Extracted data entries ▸
=======
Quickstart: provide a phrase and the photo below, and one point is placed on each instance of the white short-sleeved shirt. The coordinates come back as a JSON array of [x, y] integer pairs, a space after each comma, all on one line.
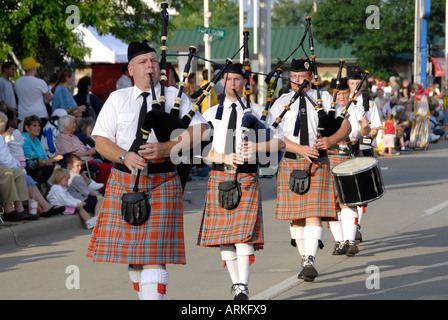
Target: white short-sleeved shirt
[[356, 113], [30, 91], [220, 125], [289, 119], [373, 115], [118, 118]]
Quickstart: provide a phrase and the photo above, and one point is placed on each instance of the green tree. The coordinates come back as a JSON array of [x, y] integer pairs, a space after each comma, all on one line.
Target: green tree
[[287, 13], [43, 28], [225, 13], [378, 50]]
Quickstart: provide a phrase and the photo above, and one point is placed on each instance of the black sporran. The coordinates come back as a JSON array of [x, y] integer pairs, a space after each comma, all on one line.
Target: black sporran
[[300, 181], [135, 208], [229, 193]]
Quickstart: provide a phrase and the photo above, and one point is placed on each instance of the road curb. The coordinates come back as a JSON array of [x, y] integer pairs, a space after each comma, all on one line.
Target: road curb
[[26, 233]]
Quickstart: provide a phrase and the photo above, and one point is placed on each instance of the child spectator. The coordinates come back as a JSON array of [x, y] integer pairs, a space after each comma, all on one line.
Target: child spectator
[[78, 188], [59, 195]]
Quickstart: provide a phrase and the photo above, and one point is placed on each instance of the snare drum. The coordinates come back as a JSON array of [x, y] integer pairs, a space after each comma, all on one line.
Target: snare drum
[[358, 181]]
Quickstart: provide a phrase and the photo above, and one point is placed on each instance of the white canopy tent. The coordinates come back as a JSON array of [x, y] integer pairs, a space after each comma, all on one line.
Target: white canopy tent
[[104, 48]]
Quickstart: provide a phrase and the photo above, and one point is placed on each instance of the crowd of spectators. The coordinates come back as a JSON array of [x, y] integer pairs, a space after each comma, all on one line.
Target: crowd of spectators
[[45, 134]]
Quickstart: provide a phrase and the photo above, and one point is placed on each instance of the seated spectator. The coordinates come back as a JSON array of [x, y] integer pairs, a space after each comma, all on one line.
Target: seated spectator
[[62, 98], [13, 192], [85, 97], [77, 113], [434, 125], [78, 188], [13, 137], [59, 195], [84, 131], [44, 208], [40, 167], [67, 142], [13, 189]]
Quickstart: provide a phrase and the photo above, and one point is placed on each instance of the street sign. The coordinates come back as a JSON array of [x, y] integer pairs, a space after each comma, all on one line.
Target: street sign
[[220, 33]]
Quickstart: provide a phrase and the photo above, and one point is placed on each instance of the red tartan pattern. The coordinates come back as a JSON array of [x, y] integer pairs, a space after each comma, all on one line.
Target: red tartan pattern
[[319, 201], [160, 240], [241, 225]]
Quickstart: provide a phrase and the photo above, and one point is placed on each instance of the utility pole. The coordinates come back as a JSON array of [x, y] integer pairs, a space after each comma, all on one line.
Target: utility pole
[[207, 45]]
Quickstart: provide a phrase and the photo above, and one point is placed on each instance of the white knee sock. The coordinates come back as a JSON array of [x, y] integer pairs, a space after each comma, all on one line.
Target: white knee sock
[[228, 255], [311, 236], [153, 284], [134, 276], [349, 226], [361, 210], [336, 229], [297, 234], [244, 252]]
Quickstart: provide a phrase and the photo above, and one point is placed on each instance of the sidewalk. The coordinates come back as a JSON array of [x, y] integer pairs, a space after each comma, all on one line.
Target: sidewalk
[[24, 233]]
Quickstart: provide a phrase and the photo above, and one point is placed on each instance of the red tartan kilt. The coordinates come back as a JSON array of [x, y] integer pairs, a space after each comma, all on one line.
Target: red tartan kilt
[[319, 201], [241, 225], [160, 240]]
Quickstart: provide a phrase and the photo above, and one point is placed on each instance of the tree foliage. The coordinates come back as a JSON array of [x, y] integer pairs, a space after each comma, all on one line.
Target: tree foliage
[[287, 13], [42, 28], [337, 22]]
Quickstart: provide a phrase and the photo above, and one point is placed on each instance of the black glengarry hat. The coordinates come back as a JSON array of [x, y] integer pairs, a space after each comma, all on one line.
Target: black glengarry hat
[[138, 48], [235, 68], [355, 73], [343, 84], [299, 65]]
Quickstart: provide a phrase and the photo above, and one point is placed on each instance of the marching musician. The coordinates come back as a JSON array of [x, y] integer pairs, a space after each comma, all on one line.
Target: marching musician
[[345, 226], [148, 247], [354, 77], [237, 232], [306, 211], [365, 142]]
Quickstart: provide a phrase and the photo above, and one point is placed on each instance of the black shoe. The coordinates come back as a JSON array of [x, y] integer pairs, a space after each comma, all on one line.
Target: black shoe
[[13, 216], [240, 291], [309, 272], [351, 248], [339, 248], [29, 216], [53, 211]]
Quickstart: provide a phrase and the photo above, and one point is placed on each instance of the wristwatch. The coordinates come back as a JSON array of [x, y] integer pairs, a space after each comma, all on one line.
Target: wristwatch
[[121, 159]]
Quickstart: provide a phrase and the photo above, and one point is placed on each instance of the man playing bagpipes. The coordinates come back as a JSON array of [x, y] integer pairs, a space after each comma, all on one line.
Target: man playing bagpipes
[[302, 169], [237, 231], [146, 234]]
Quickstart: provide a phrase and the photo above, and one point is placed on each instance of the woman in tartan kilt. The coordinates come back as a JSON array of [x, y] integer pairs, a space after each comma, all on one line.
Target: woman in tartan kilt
[[237, 232], [306, 211], [159, 240]]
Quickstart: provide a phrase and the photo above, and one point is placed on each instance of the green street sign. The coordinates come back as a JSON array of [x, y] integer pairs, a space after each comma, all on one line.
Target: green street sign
[[212, 31]]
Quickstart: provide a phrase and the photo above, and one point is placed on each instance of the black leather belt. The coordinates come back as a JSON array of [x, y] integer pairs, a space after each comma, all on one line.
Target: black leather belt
[[291, 155], [151, 168], [243, 168]]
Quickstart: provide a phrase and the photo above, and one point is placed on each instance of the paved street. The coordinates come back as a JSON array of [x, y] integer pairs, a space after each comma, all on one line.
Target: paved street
[[404, 254]]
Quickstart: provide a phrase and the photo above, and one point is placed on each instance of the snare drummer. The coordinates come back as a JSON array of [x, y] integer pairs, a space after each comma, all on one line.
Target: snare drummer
[[306, 211], [344, 227]]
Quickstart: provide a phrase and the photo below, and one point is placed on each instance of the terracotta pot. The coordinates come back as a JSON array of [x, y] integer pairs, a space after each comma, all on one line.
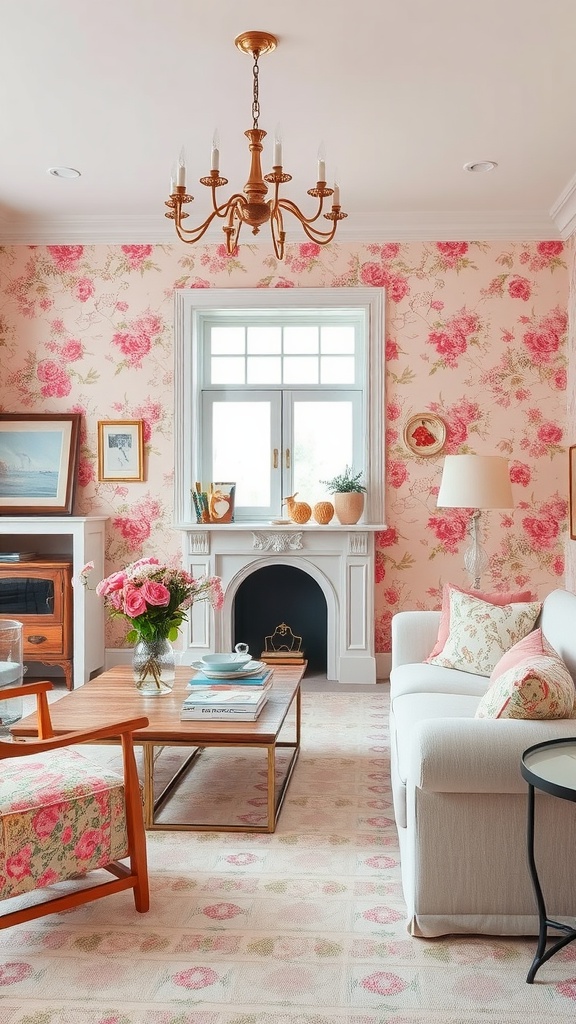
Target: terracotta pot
[[348, 506]]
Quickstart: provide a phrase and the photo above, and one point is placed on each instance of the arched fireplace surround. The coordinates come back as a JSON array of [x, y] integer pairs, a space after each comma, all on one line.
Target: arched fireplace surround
[[340, 559]]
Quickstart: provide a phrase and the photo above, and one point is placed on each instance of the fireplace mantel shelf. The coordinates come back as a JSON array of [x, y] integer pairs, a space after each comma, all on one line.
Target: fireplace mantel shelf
[[276, 526]]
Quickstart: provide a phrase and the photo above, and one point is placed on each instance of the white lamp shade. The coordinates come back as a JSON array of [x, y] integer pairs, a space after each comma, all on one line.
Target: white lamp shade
[[476, 481]]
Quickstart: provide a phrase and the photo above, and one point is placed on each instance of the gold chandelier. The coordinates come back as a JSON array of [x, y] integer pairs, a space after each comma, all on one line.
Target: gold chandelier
[[251, 207]]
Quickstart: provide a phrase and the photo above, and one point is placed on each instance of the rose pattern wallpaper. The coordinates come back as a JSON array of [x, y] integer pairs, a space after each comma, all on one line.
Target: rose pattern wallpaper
[[476, 333]]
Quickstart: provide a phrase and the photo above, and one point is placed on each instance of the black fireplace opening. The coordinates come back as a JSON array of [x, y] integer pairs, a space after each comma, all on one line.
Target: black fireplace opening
[[276, 594]]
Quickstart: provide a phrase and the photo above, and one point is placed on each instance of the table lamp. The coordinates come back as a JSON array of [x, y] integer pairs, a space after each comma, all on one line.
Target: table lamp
[[476, 481]]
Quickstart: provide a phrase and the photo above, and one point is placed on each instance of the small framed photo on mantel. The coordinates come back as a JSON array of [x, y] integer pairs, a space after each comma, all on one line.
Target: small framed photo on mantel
[[121, 451]]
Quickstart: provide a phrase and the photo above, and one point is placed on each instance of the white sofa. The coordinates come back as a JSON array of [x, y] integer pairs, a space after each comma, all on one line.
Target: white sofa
[[459, 798]]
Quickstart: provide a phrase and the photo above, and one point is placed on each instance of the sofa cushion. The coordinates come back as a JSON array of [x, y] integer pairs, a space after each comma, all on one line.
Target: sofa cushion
[[444, 628], [534, 644], [536, 687], [434, 679], [480, 632]]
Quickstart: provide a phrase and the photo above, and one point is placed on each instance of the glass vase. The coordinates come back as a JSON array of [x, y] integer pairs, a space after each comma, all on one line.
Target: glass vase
[[154, 667]]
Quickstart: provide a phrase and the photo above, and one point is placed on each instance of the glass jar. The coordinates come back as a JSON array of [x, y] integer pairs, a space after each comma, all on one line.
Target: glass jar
[[11, 671], [154, 667]]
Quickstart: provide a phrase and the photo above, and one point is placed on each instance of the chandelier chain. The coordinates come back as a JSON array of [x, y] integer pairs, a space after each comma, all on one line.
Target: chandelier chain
[[255, 103]]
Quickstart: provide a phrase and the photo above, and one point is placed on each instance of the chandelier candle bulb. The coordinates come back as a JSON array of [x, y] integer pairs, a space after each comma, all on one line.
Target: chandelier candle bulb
[[215, 161], [180, 179]]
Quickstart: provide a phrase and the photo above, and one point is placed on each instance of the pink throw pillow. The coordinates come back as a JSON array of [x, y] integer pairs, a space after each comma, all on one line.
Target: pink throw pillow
[[533, 645], [444, 628]]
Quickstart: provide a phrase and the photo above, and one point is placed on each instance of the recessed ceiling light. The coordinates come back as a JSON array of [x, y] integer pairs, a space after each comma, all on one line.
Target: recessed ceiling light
[[64, 172], [479, 166]]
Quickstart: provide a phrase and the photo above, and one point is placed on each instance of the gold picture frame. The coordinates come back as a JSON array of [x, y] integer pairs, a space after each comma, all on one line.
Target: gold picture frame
[[572, 489], [424, 434], [121, 451]]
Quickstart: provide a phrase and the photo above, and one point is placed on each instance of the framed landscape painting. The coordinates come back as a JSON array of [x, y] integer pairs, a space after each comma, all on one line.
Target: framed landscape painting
[[38, 463], [121, 450]]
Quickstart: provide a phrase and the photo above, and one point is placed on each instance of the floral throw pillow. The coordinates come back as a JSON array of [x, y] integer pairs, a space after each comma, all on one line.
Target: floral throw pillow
[[444, 628], [480, 633], [538, 687]]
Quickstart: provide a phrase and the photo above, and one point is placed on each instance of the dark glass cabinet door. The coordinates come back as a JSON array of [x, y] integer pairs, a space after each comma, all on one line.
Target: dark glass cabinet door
[[27, 596]]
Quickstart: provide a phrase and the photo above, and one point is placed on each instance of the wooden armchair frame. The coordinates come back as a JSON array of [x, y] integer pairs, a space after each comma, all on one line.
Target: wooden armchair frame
[[133, 877]]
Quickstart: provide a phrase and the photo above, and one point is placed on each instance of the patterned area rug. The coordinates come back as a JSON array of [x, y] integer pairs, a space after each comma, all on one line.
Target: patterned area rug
[[305, 926]]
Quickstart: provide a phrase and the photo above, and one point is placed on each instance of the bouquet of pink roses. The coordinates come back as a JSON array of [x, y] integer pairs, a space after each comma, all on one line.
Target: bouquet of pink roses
[[155, 598]]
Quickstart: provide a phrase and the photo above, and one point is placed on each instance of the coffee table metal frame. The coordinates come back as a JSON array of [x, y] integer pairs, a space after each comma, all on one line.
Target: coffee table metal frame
[[536, 781], [108, 697]]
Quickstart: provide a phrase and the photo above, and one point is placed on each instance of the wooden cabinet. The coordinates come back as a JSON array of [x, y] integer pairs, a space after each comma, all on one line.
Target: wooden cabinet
[[76, 540], [39, 594]]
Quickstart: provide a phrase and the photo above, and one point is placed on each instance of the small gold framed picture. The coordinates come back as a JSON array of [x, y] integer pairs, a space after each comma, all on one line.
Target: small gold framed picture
[[121, 451], [424, 434]]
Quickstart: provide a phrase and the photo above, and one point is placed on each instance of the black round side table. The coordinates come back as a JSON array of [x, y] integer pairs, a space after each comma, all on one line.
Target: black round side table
[[551, 768]]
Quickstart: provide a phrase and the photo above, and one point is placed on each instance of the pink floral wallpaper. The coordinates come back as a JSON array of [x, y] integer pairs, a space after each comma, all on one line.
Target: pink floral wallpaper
[[476, 332]]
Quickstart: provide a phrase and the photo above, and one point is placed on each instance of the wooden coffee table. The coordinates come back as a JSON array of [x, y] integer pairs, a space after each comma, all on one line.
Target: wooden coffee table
[[113, 697]]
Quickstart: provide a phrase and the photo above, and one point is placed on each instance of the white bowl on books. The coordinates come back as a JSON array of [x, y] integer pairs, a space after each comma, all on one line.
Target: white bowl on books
[[225, 663]]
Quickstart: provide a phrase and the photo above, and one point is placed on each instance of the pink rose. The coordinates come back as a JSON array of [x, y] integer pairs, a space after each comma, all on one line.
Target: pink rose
[[72, 350], [85, 472], [549, 433], [383, 983], [542, 344], [452, 251], [155, 593], [55, 381], [519, 288], [542, 532], [17, 866], [195, 977], [87, 844], [133, 346], [549, 249], [133, 602], [448, 345], [389, 250], [520, 474], [393, 349], [373, 274], [135, 531], [84, 289], [45, 821], [114, 582], [310, 250], [136, 254], [66, 257]]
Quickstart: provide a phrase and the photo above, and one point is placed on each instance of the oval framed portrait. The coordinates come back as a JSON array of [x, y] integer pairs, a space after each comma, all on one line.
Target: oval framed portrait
[[424, 434]]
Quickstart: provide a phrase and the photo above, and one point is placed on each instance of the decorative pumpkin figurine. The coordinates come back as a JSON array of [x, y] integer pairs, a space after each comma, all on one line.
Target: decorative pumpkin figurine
[[323, 512], [297, 511]]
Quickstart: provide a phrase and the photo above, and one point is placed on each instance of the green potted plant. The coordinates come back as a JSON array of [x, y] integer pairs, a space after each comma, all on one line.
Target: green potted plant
[[348, 496]]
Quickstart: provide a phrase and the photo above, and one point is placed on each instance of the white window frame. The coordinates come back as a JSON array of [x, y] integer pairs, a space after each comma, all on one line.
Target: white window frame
[[191, 305]]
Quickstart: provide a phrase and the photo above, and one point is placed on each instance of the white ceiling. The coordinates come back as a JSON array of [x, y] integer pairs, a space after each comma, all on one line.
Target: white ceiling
[[402, 92]]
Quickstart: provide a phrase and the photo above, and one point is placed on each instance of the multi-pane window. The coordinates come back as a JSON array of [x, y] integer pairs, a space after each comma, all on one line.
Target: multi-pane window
[[275, 399]]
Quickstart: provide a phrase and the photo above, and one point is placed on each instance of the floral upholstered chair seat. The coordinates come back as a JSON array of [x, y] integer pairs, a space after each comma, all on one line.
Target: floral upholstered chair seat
[[60, 815]]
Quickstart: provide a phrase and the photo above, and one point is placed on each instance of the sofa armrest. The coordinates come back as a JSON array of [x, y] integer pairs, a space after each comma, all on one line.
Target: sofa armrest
[[458, 755], [413, 636]]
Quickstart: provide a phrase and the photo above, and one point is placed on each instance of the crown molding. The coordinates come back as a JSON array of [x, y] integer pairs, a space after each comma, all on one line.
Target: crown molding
[[410, 226], [564, 210]]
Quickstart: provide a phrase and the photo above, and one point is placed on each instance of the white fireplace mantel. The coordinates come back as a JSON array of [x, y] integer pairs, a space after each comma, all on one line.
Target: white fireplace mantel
[[339, 558]]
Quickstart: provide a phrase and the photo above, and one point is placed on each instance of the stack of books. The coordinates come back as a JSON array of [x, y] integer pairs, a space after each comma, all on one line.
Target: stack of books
[[283, 656], [242, 699]]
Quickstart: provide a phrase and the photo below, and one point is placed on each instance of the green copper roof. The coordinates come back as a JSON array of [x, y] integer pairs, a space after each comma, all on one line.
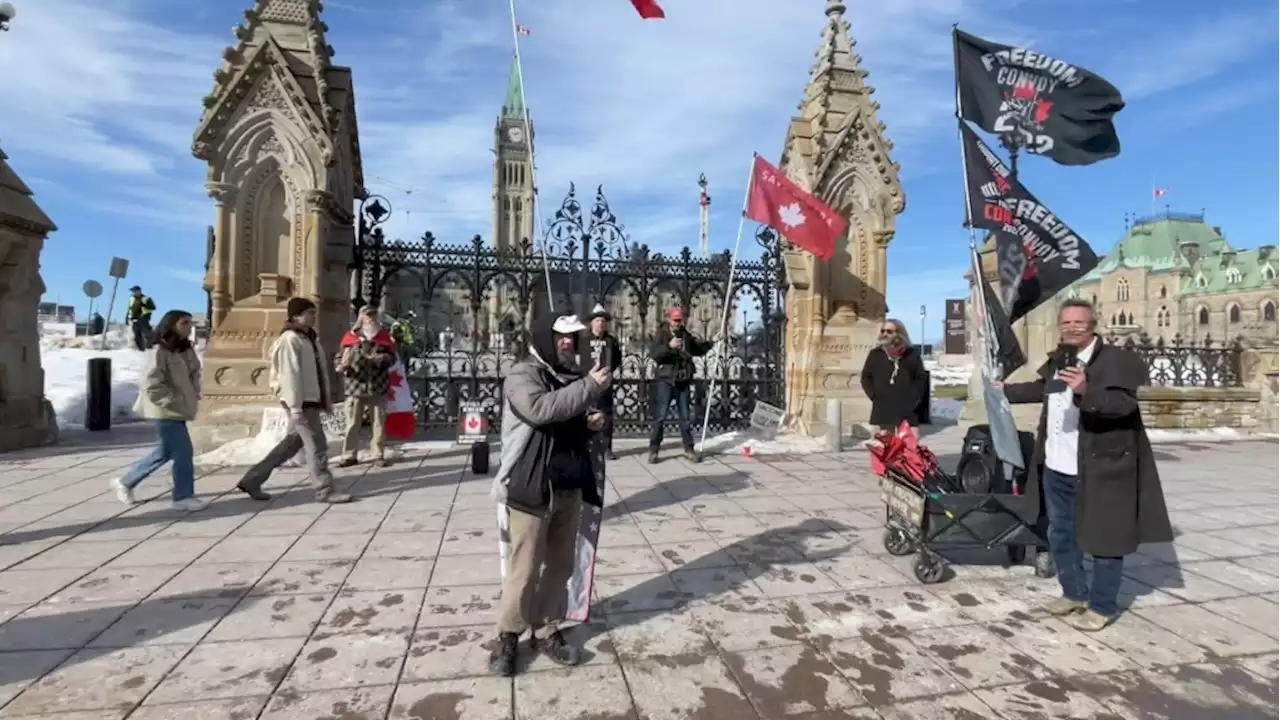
=======
What to work on ▸
Write out every line from the entries where "below" appears.

Result ▸
Quickstart: provide a phrase and the photo below, and one point is placed on each instance of the white short-sleeved shirt. The coordinates come back as a JSON array of [x, y] integer pairs, a space after each comma, all on one line.
Quickstart: provide a phrase and the photo below, and one point is placed on each instance of the terracotta pot. The coordinates come back as a JSON array of [x, y] integer pairs, a space after each comma, all on one line.
Quickstart: provide a phrase and the photo below, and one point is placed on each instance of the green copper roof. The coordinates come back as a JSON array of [x, y] integer pairs, a space after each comma, all on one line.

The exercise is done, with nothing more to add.